* **Task description**
All of the records below need to be written out exactly, but without the pictures.

* **Provided data**
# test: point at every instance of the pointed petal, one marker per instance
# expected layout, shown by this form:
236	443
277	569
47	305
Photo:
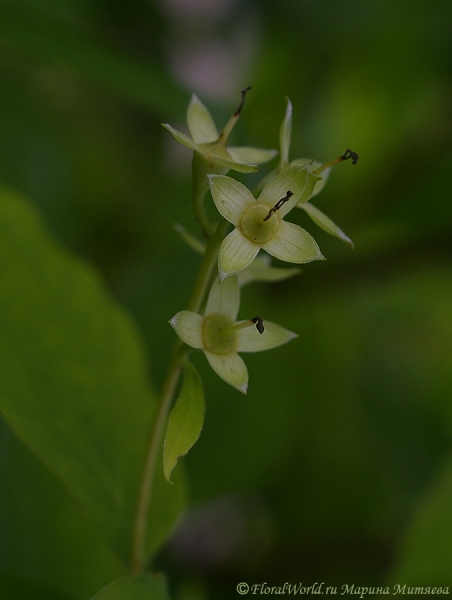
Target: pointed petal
231	197
298	180
325	222
285	134
236	253
200	122
182	138
224	298
260	270
250	340
314	164
231	368
293	244
188	326
249	155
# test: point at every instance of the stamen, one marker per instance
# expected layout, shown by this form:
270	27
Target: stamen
278	205
233	120
243	92
347	154
258	321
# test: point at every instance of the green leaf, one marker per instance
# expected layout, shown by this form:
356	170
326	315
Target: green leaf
73	376
45	536
135	587
185	421
425	555
325	222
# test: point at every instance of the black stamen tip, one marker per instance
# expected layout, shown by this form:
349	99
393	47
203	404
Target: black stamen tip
350	154
259	322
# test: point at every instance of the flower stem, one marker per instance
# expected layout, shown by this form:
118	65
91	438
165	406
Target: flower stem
147	481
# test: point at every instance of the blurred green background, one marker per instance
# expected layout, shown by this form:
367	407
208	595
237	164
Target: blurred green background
337	466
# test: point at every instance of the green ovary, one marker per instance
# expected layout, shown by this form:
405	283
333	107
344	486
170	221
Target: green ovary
254	227
218	334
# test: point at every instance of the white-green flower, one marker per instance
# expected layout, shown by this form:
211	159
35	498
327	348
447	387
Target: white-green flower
259	223
221	337
211	146
315	214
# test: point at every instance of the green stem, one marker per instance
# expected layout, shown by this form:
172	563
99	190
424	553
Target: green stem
200	187
160	418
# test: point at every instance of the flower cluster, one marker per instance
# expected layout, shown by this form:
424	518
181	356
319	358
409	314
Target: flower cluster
258	223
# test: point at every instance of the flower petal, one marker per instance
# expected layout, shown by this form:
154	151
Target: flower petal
236	253
293	244
285	133
231	368
261	270
325	222
200	122
299	180
320	184
235	166
182	138
231	197
188	326
224	298
249	155
250	340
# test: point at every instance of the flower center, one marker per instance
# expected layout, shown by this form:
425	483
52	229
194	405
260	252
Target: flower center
219	335
256	227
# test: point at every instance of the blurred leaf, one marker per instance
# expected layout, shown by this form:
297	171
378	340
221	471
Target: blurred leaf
46	541
30	30
18	588
138	587
185	421
425	554
325	222
74	383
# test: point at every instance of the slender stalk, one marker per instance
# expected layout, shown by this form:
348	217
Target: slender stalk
166	397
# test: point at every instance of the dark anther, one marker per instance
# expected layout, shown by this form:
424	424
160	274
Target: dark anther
259	322
350	154
239	110
278	205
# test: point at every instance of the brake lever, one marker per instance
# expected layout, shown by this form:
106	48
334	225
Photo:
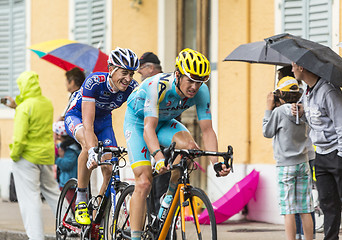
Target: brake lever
226	157
169	153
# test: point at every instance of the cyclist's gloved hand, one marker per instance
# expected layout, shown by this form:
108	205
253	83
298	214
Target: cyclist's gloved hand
159	166
92	158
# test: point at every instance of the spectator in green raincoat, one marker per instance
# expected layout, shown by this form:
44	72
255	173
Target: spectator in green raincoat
32	152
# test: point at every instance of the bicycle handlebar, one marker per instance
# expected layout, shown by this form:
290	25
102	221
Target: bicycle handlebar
100	150
170	154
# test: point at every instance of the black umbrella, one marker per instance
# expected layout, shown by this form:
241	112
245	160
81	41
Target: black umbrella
257	52
316	58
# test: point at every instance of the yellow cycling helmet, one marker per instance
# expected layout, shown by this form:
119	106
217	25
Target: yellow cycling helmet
194	65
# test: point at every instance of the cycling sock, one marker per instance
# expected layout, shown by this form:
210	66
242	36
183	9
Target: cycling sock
136	235
81	195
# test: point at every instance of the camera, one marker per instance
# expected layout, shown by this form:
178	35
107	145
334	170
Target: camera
4	101
277	95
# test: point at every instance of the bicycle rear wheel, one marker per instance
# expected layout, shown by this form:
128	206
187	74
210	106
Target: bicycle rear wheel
65	217
118	226
196	199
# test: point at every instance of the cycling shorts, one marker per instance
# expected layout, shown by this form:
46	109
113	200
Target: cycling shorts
103	128
138	152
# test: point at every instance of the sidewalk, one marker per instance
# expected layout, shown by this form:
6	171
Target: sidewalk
11	226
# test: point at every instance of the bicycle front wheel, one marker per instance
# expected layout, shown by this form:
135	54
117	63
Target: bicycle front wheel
196	201
65	217
114	214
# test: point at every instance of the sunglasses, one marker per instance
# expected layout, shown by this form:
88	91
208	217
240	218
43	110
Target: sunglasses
194	77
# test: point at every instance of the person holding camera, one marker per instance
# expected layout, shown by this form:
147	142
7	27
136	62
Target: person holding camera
290	149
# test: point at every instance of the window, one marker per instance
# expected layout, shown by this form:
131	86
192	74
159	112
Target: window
310	19
12	45
90	22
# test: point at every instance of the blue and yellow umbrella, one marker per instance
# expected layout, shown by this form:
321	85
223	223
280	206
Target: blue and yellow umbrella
68	54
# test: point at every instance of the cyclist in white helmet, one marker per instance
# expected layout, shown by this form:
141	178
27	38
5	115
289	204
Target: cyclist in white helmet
89	118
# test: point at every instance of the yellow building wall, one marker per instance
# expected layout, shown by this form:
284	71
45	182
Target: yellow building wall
136	29
243	87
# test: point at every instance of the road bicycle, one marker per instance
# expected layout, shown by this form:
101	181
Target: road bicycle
190	214
101	208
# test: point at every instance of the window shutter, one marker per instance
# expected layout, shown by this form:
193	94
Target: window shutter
12	45
310	19
90	22
319	27
293	18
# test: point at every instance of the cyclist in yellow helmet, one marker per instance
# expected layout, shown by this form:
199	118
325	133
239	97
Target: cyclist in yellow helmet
150	123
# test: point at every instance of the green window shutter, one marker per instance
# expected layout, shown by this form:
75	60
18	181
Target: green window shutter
12	45
310	19
90	22
293	17
319	16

* **Solution to the exercise**
# test: point at every instance of the pointed petal, one marker per instance
# expected layout, shown by this form:
236	443
277	569
47	305
Photo:
Target: pointed petal
231	197
298	180
325	222
285	134
236	253
200	122
182	138
224	298
260	270
250	340
314	164
231	368
293	244
188	326
249	155
# test: point at every instance of the stamen, one marker per instance
# expected layout, shown by this form:
270	27
Target: stamen
278	205
233	120
243	92
347	154
258	321
# test: point at every instance of the green leaf, one marker per instance
# expected layout, shown by this form:
356	170
326	315
Target: green leaf
73	376
45	536
135	587
185	421
425	555
325	222
# test: point at every instance of the black stamen tip, one marker per instance
# expected layout, shown by this form:
349	99
393	47
203	404
Target: black stamen tip
350	154
259	322
# test: point at every instance of the flower stem, one marker per instance
# expected layout, shown by this form:
118	65
91	438
165	406
Target: flower stem
147	481
# test: point at every instance of the blurred green background, one marker per instance
# expected layout, shown by this form:
367	407
208	595
237	164
Target: blurred green background
337	466
# test: point at every instance of the green ovary, one marker per instance
# expected layout, shown by this form:
405	283
333	107
344	486
170	221
Target: green ovary
254	227
218	334
# test: point at every instance of the white-green flower, one marker per instance
# expected layout, shown by this form:
211	159
35	498
327	348
447	387
Target: white-green flower
259	223
221	337
211	146
315	214
# test: point at every instance of the green stem, one marker per instance
# expected layout, shown by this form:
172	563
99	190
424	553
Target: green stem
200	187
160	418
# test: point at every instance of the flower cluster, one marker per instance
# expected layout, shown by this form:
424	518
181	356
319	358
409	314
Target: flower cluster
258	223
# test: point at every instance of the flower petal, one marker per instance
# expected layout, shown by this form:
154	151
Target: flower petal
236	253
293	244
285	133
231	368
261	270
325	222
200	122
299	180
320	184
235	166
182	138
231	197
188	326
224	298
249	155
250	340
# test: point at every instance of the flower center, one marker per instance
# expected layout, shown by this form:
425	483
52	229
194	405
260	252
Target: flower center
219	335
256	227
# test: point at every instance of the blurred leaf, one marker per instance
# expected layout, shown by this form:
297	171
378	340
221	471
Target: blurred leaf
46	541
30	30
18	588
138	587
185	421
425	554
325	222
74	383
# test: point at every instance of the slender stalk, one marker per instance
# expected layout, shown by this form:
348	217
Target: slender stalk
166	397
# test: point at every instance of the dark anther, one marker per instance
# expected layout, shown by this form:
424	424
160	274
Target: dark anther
259	322
350	154
239	110
278	205
# test: point at every instance of the brake lever, one marker per instance
# expected layout, shown by this form:
106	48
334	225
Photo:
Target: brake lever
226	157
169	153
# test: point at every instance of the cyclist's gloved hand, one marker per instance
# expected layout, shown by this form:
108	205
253	83
298	214
Target: cyclist's gloved hand
159	166
92	158
# test: point at every instance of the spectator in green raincoat, one marker per instance
# expected layout, shown by this form:
44	72
255	173
Target: spectator in green raincoat
32	152
# test: point at every instance of the bicycle handlebar, one marker per instance
# expected layout, shown by this form:
290	25
102	221
Target: bicycle handlebar
100	150
170	154
# test: point at every instance of the black umbrella, one marker per instance
# expected layout, shown by this form:
241	112
245	160
81	41
Target: black umbrella
257	52
316	58
# test: point at every instance of the yellow cycling helmet, one marker per instance
# expected layout, shown by this form:
119	106
217	25
Target: yellow cycling helmet
194	65
# test: point at every instance of the cycling sock, one marker per instance
# expected layout, shown by this form:
210	66
242	36
183	9
Target: cycling sock
136	235
81	195
# test: point at every instance of the camera, one marker per instance
# expected layout, shown by this form:
178	35
107	145
334	170
Target: camera
4	101
277	95
# test: point at every instance of the bicycle rear wheel, one marker per instance
# expected layout, shown by this form:
128	206
187	74
210	106
Target: bicycle rear wheel
65	217
118	226
196	199
# test: point at every instance of the cycling shorts, one marker per instance
# expected layout, shown by this form:
46	109
113	200
Target: cycling shorts
103	128
138	152
# test: point at every instance of the sidewalk, one marker per instance
# expected layout, shown by this form:
6	171
Target: sidewalk
11	226
# test: point at every instance of the bicycle front wheel, one marker per instance
# expected layout, shown by this form:
135	54
117	63
Target: bicycle front wheel
196	201
65	217
114	214
# test: point at every instance of the sunglasses, one marker per instance
# expected layout, shown by this form:
88	91
208	217
240	218
43	110
Target: sunglasses
194	77
# test: point at every instance of the person holding camera, one marker per instance
# expected layout, shown by this form:
147	142
7	27
136	62
Target: person holding camera
290	149
# test: point at every instance of the window, one marker per instance
# expected layout, shown by this form:
131	86
192	74
159	112
Target: window
310	19
12	45
90	22
# test: point at every instance of the blue and yellow umbrella, one marker per instance
# expected layout, shown by this form:
321	85
223	223
280	206
Target: blue and yellow umbrella
68	54
# test: point at every instance of the cyclist in white helmet, one marker per instance
# expected layout, shown by this form:
141	178
27	38
5	115
289	204
Target: cyclist in white helmet
89	118
# test: point at every instance of the yellow building wall, one marker per instance
# expected layout, shown by this form:
284	71
45	182
Target: yellow building wall
136	29
243	87
# test: point at every instance of the road bicycle, one marker per instance
# expected layout, shown by this form:
101	181
Target: road bicycle
190	214
101	208
# test: point at every instance of the window shutter, one marker per instance
# expected layout, shown by this form:
193	94
Target: window shutter
12	45
310	19
90	22
319	27
293	18
# test: point at every instance of the cyclist in yellow helmet, one marker per instance
# expected layout, shown by this form:
199	118
325	133
239	97
Target: cyclist in yellow helmet
150	123
# test: point at every instance of the green window shutter, one marker per instance
# expected layout, shown by this form:
75	60
18	181
Target: green window shutter
12	45
310	19
90	22
293	17
319	16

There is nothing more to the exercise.